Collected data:

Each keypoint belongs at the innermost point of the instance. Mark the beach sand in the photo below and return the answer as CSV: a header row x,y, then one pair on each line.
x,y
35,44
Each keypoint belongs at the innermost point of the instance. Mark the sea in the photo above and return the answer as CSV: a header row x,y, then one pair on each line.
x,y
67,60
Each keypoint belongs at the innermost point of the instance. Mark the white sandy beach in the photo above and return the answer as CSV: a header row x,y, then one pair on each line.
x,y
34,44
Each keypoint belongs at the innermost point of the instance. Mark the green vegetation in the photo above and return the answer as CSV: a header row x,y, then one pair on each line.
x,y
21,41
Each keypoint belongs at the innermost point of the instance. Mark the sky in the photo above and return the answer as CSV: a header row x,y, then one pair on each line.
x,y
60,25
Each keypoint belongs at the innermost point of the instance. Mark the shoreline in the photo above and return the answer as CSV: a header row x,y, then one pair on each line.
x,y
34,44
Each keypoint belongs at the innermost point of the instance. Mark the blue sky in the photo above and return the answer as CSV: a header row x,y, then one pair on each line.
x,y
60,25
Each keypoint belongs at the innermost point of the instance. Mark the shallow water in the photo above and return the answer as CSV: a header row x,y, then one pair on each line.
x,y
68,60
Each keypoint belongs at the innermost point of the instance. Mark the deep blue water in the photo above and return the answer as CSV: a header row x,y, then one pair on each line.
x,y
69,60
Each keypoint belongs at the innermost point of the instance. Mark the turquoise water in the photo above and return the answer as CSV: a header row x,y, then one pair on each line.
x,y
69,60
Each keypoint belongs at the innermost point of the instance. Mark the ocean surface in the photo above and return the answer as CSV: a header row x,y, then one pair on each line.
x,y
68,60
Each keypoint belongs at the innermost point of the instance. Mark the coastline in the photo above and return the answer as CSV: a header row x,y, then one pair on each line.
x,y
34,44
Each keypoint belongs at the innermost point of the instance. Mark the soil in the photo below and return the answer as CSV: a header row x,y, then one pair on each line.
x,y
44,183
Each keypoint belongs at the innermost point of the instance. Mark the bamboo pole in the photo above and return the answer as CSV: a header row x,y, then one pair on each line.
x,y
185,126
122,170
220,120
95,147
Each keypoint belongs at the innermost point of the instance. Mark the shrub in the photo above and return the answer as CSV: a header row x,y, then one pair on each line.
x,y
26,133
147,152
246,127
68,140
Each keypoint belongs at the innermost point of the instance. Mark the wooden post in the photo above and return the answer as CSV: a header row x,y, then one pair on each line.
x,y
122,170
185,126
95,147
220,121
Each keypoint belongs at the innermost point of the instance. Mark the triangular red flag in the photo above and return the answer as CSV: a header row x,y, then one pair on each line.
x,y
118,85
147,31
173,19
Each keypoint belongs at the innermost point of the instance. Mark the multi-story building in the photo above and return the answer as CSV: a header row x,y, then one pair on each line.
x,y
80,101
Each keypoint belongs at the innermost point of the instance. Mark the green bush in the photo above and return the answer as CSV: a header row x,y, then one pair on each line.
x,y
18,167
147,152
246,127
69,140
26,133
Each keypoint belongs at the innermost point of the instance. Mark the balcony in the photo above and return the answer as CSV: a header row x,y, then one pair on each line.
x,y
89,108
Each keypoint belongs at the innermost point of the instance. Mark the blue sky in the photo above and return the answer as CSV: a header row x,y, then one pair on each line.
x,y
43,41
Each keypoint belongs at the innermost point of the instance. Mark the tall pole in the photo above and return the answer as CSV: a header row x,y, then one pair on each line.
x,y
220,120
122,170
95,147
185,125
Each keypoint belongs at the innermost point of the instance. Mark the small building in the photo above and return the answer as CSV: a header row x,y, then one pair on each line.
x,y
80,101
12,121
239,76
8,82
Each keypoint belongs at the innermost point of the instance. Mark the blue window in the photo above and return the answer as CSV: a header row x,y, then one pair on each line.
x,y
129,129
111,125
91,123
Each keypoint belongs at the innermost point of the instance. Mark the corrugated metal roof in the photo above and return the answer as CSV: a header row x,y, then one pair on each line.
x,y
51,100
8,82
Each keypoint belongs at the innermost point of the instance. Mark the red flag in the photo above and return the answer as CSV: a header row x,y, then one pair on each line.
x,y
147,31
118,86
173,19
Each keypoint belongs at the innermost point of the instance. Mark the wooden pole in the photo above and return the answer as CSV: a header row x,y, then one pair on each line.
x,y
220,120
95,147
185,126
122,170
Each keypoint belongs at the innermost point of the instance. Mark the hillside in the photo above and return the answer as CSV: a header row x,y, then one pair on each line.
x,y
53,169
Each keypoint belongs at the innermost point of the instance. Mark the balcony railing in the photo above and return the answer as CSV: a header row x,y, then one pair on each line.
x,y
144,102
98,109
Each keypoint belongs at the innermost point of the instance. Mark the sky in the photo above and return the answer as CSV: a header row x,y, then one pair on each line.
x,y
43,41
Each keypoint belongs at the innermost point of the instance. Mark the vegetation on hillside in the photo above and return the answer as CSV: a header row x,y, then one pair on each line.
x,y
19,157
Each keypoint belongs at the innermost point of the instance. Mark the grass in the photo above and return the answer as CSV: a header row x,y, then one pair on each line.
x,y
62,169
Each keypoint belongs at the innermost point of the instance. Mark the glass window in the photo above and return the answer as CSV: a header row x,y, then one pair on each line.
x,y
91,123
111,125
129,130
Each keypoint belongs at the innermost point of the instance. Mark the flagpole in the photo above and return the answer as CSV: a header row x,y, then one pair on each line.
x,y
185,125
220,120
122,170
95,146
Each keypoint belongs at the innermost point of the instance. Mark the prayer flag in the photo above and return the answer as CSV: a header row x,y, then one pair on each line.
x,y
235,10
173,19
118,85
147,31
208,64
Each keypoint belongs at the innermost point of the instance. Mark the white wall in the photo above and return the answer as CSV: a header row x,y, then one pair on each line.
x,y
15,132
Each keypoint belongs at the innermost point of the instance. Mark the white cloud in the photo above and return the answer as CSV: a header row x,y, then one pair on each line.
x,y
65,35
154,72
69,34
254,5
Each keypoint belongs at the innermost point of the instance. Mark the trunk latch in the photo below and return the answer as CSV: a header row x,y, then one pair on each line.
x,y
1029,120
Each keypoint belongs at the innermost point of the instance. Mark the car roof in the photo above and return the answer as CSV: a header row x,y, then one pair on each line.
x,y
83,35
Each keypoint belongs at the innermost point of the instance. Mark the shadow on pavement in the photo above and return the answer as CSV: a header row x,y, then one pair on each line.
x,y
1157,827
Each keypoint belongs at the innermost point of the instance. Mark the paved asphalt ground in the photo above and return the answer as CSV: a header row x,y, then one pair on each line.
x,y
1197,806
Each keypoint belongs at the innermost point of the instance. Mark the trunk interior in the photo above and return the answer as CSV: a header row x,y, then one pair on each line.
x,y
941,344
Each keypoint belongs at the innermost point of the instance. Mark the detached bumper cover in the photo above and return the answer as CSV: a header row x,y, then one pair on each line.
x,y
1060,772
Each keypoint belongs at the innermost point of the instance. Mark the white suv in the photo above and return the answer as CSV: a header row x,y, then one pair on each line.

* TASK TO CARRY OUT: Repeat the records above in full, word for word.

* SOLVED EXERCISE:
Each keypoint belongs at the innermost point of the instance. Mark the beach sand in the photo below and return the answer as CSV: a header row x,y, then one pair on each line.
x,y
35,44
Each keypoint belongs at the innermost point of the instance. Mark the sea in the photo above and return the answer as CSV: a header row x,y, then one pair on each line.
x,y
67,60
Each keypoint belongs at the innermost point of the instance. Mark the white sandy beach in the photo above and return the answer as CSV: a header row x,y, then one pair on each line.
x,y
34,44
Each keypoint belongs at the innermost point of the instance. Mark the green vegetation in the photo above and return the answer as CSV: a header row x,y, then one pair on each line.
x,y
21,41
Each keypoint belongs at the innermost point of the instance. Mark the sky in the photo above and return the answer as CSV: a header row x,y, then one pair on each line.
x,y
60,25
Each keypoint belongs at the innermost point of the instance. Mark the shoreline in the photo above and return the answer as CSV: a header row x,y, then one pair on each line.
x,y
34,44
Each keypoint belongs at the innermost point of the instance. Mark the blue sky in the photo above and return the answer as CSV: a header row x,y, then one pair on each line.
x,y
60,25
Each keypoint belongs at the innermost point of the instance. Mark the shallow water in the photo above and return the answer as CSV: a header row x,y, then one pair on each line.
x,y
68,60
Each keypoint belongs at the innermost point of the instance. Mark the deep blue water in the photo above and return the answer as CSV: a header row x,y, then one pair on each line.
x,y
69,60
Each keypoint belongs at the innermost point of the instance. Mark the turquoise water in the photo above and return the answer as CSV: a header row x,y, then one pair on each line.
x,y
69,60
Each keypoint belongs at the innermost point of the instance. Mark the ocean surface in the photo above and return the answer as CSV: a header row x,y, then one pair on each line.
x,y
68,60
Each keypoint belongs at the innermost point of the instance. Mark the coastline in the photo above and return the answer as CSV: a header row x,y, then one pair on each line.
x,y
34,44
Each keypoint belongs at the innermost point of the instance. Mark the soil in the photo below and return the answer as CSV: a header row x,y, then one pair on each line.
x,y
44,183
Each keypoint belongs at the innermost point of the instance. Mark the bamboo pole in the photo above and return the answer as CSV: a header row x,y, then one pair on each line.
x,y
185,126
122,170
220,120
95,147
Each keypoint belongs at the innermost point of the instance. Mark the shrub in the photo above and return the answer as CSV: a header row x,y, then one pair on each line.
x,y
26,133
147,152
246,127
68,140
Each keypoint belongs at the innermost point of the instance. Mark the wooden post in the photo above and return the answer as CSV: a header row x,y, then one pair on each line.
x,y
122,170
185,126
95,147
220,121
Each keypoint belongs at the innermost point of the instance. Mark the triangular red flag in the photo above and return the answer as CSV: a header row x,y, then one pair on each line.
x,y
118,85
147,31
173,19
Each keypoint belongs at the innermost point of the instance. Mark the multi-story building in the photo above and return the answer as CSV: a header row x,y, then one pair on each line.
x,y
80,101
Each keypoint belongs at the innermost point of the instance. Mark the green bush in the photo above and return the answer as CSV: a header row x,y, then one pair on each line.
x,y
18,167
147,152
246,127
69,140
26,133
Each keypoint belongs at the innermost point of the instance. Mark the balcony in the photo above and return the answer as CSV: a header row x,y, then one pair on each line.
x,y
89,108
Each keypoint belongs at the innermost point of the instance. Mark the blue sky in the photo above and return the answer as CSV: a header row x,y, then one pair on each line.
x,y
43,41
Each keypoint belongs at the innermost point of the instance. Mark the tall pole in the photo above and return the answer as CSV: a header row x,y, then one pair on each line.
x,y
220,120
122,170
95,147
185,125
Each keypoint belongs at the innermost point of the instance. Mark the small building in the photo above and return the answer as CSV: a header row x,y, then one pair on each line.
x,y
80,101
12,121
239,76
8,82
Each keypoint belongs at the innermost point of the instance. Mark the blue window in the photo above and return the answer as CSV: a header row x,y, then one pair on each line.
x,y
129,129
111,125
91,123
Each keypoint belongs at the innermost point of the instance. Mark the corrugated metal roof in the photo above and return the answer as CSV: a header row x,y, then one pair on each line.
x,y
51,100
8,82
Each keypoint belongs at the innermost point of the instance. Mark the red flag in the photo above and return the answer as CSV: a header row x,y, then one pair on each line.
x,y
147,31
118,86
173,19
Each keypoint belongs at the innermost point of the instance. Mark the wooden pole in the photo above and return the answer as CSV: a header row x,y, then one pair on each line.
x,y
220,120
95,147
185,126
122,170
Each keypoint belongs at the innermost point of the instance. Mark the hillside in the photo above and return the answer as CSV: a header row x,y, then one pair on each line.
x,y
53,169
Each keypoint belongs at the innermost point of the instance. Mark the balcony railing in the photo above and return the answer as CSV: a header row x,y, then one pair on each line.
x,y
144,102
98,109
Each keypoint belongs at the innermost point of the instance. Mark the sky in the photo above and return the answer as CSV: a header row x,y, then one pair on each line.
x,y
43,41
Each keypoint belongs at the innermost point of the instance. Mark the vegetation on hillside in the photo above and return the answer as CSV: a header row x,y, then one pair on each line.
x,y
19,157
Each keypoint belongs at the innermost point of the instance. Mark the grass in the photo above and return the answer as CSV: a header row x,y, then one pair on each line.
x,y
62,169
Each keypoint belongs at the innermost point of the instance. Mark the glass window in the photo above and return the answer as CSV: a header row x,y, then one pair on each line.
x,y
91,123
111,125
129,130
Each keypoint belongs at the innermost point of the instance. Mark the flagpole in the photo above and return the answer as CSV: a header row x,y, then one pair on each line.
x,y
185,125
220,120
122,170
95,146
Each keypoint belongs at the innermost point of the instance. Mark the prayer flag in the photo above and return the answer as CSV: a header row x,y, then one pair on each line.
x,y
235,10
173,19
118,85
147,31
208,64
Each keypoint belongs at the innermost point of the instance. Mark the white wall in the photo above and return the answer as CSV: a header row x,y, then one pair on each line.
x,y
15,132
Each keypoint belongs at the innermost point of the instance. Mark the white cloud in the photo above and return the answer as CSV: a header row x,y, then one pair on each line.
x,y
65,35
154,72
69,34
254,5
Each keypoint belongs at the innermost point of the instance. Mark the trunk latch in the photo below and return the answer as CSV: a header row x,y, then one pair on each line.
x,y
1029,120
Each keypoint belongs at the innermost point of the instance. Mark the car roof in the photo above and return the answer as CSV: a header row x,y, then one pair on each line.
x,y
83,35
Each keypoint belongs at the innermost point of the instance. Mark the shadow on pavement in the photo above and return the answer as CSV: a header row x,y, then one pair on each line.
x,y
1157,827
Each keypoint belongs at the innermost point of the instance. Mark the paved asphalt ground in the photo above and return the answer as CSV: a header row x,y, then one pair on each line.
x,y
1197,806
Each keypoint belongs at the innermost point of the instance. Mark the trunk interior in the photo above and return the answer as CSV: a header row x,y, then one pair on each line.
x,y
941,344
Each keypoint belongs at the innermost point of the instance. Mark the detached bumper cover in the photo above and return the answer as CSV: a header row x,y, then one pair on each line.
x,y
1060,772
Each keypoint belongs at the innermost point of the instance. Mark the white suv in the photo above and return the answer as CSV: a header row x,y, then one pair on each line.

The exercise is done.